Saved entries:

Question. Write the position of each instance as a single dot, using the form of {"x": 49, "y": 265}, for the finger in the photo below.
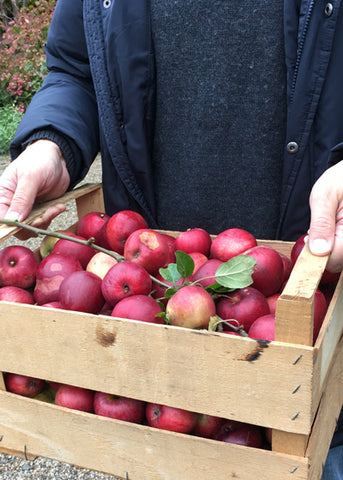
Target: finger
{"x": 42, "y": 222}
{"x": 22, "y": 200}
{"x": 324, "y": 205}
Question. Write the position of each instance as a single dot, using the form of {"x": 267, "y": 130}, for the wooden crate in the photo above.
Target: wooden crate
{"x": 287, "y": 385}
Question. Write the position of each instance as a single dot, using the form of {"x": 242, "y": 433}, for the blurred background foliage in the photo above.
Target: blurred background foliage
{"x": 24, "y": 27}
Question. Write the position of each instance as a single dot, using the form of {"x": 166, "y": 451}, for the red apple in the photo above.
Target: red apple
{"x": 194, "y": 240}
{"x": 244, "y": 305}
{"x": 52, "y": 270}
{"x": 52, "y": 305}
{"x": 231, "y": 242}
{"x": 206, "y": 425}
{"x": 81, "y": 292}
{"x": 191, "y": 307}
{"x": 147, "y": 248}
{"x": 287, "y": 267}
{"x": 24, "y": 385}
{"x": 17, "y": 295}
{"x": 120, "y": 408}
{"x": 119, "y": 227}
{"x": 100, "y": 264}
{"x": 89, "y": 225}
{"x": 240, "y": 433}
{"x": 263, "y": 328}
{"x": 83, "y": 253}
{"x": 205, "y": 275}
{"x": 123, "y": 280}
{"x": 170, "y": 418}
{"x": 138, "y": 307}
{"x": 268, "y": 273}
{"x": 76, "y": 398}
{"x": 18, "y": 266}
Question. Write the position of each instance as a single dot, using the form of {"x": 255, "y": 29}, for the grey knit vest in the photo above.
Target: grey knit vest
{"x": 221, "y": 112}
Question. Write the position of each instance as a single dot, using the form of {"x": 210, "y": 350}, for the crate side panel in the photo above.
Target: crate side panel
{"x": 132, "y": 451}
{"x": 268, "y": 384}
{"x": 327, "y": 415}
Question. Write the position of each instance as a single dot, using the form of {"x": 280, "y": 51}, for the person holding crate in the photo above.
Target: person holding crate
{"x": 206, "y": 114}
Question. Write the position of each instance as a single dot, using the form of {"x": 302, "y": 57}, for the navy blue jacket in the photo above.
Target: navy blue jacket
{"x": 99, "y": 95}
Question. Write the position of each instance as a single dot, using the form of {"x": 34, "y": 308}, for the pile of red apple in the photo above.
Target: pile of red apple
{"x": 191, "y": 281}
{"x": 136, "y": 411}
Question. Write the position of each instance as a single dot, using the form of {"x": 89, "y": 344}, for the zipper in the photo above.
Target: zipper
{"x": 301, "y": 47}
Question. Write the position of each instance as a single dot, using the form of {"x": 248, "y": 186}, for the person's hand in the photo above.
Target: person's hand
{"x": 326, "y": 227}
{"x": 39, "y": 173}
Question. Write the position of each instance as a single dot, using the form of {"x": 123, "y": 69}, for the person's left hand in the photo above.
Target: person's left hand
{"x": 326, "y": 227}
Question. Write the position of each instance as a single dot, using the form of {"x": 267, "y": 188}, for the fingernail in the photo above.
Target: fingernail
{"x": 320, "y": 246}
{"x": 13, "y": 216}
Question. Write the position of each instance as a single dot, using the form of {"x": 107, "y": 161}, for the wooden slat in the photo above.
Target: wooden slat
{"x": 206, "y": 372}
{"x": 328, "y": 412}
{"x": 133, "y": 451}
{"x": 39, "y": 209}
{"x": 294, "y": 311}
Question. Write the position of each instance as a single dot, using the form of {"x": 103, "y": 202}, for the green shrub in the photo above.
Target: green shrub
{"x": 10, "y": 117}
{"x": 22, "y": 58}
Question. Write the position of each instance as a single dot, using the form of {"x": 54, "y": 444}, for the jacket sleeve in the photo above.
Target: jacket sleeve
{"x": 64, "y": 109}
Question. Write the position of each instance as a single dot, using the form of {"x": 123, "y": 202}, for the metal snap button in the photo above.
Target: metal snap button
{"x": 292, "y": 147}
{"x": 328, "y": 9}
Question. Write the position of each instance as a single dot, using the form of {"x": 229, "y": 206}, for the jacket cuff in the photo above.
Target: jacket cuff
{"x": 70, "y": 151}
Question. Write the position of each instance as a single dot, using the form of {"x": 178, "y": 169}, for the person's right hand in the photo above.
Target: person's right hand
{"x": 39, "y": 173}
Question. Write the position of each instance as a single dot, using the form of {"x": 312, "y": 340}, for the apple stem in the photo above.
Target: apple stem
{"x": 239, "y": 329}
{"x": 90, "y": 242}
{"x": 50, "y": 233}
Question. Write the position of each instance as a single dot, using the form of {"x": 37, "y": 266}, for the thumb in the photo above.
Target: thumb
{"x": 322, "y": 227}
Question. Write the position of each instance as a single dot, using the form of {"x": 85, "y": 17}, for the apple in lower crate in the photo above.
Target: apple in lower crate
{"x": 207, "y": 425}
{"x": 81, "y": 292}
{"x": 17, "y": 295}
{"x": 240, "y": 433}
{"x": 100, "y": 264}
{"x": 118, "y": 407}
{"x": 147, "y": 248}
{"x": 190, "y": 307}
{"x": 52, "y": 270}
{"x": 170, "y": 418}
{"x": 119, "y": 227}
{"x": 24, "y": 385}
{"x": 205, "y": 275}
{"x": 123, "y": 280}
{"x": 244, "y": 305}
{"x": 77, "y": 398}
{"x": 138, "y": 307}
{"x": 231, "y": 242}
{"x": 18, "y": 266}
{"x": 83, "y": 253}
{"x": 194, "y": 240}
{"x": 89, "y": 225}
{"x": 269, "y": 271}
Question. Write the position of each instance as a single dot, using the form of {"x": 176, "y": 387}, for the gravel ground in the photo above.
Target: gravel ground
{"x": 16, "y": 468}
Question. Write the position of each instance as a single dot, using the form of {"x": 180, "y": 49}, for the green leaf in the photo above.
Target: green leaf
{"x": 184, "y": 263}
{"x": 171, "y": 273}
{"x": 236, "y": 272}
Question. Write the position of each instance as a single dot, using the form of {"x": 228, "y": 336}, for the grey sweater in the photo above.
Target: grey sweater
{"x": 221, "y": 112}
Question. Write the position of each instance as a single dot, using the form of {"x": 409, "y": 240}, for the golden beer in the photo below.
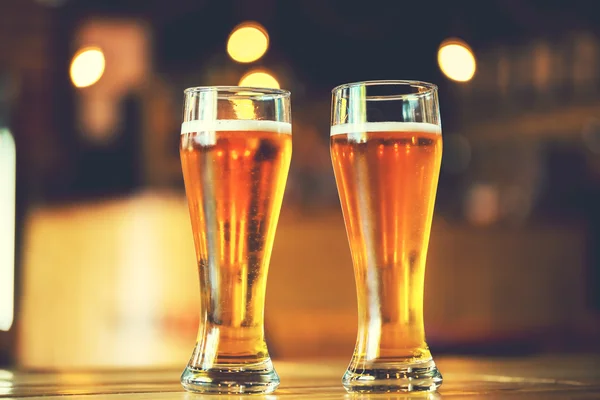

» **Task directions**
Your answer should be each line from the entries that includes the string "below".

» **Answer to this problem**
Question. Write the position of each instance as a single dot, using the form of {"x": 49, "y": 265}, for the finger in the photo below.
Question. Write the position of each instance as a single dot, using the form of {"x": 409, "y": 240}, for the golden beer in the photo below.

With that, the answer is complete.